---------- SUPPLIED RECORDS ----------

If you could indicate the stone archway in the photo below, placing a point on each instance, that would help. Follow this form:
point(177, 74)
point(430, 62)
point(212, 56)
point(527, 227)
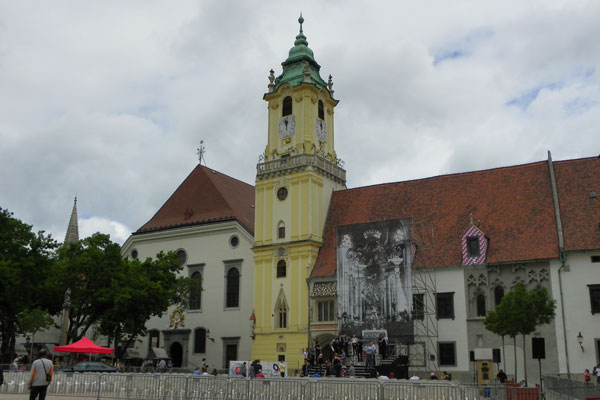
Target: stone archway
point(176, 352)
point(181, 337)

----------

» WHAT IS BEING ASKED:
Can you output every line of the records above as a numbered list, with blank lines and pictures left out?

» EXERCISE OUTPUT:
1. If you could indicate the stone archway in the photo below, placing a point on each instance, that would help. Follow this form:
2. point(177, 74)
3. point(430, 62)
4. point(212, 56)
5. point(527, 227)
6. Target: stone archway
7. point(176, 352)
8. point(181, 337)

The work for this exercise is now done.